**Problem requirements:** Every entry needs to be written out again exactly.

*** Opening Data records ***

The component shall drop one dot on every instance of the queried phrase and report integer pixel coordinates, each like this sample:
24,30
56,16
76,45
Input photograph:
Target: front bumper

*** Closing Data records ***

**Answer to this exercise:**
The component shall drop one dot on every instance of the queried phrase and report integer pixel coordinates, each like this sample:
24,30
56,16
76,45
Input photograph:
Target: front bumper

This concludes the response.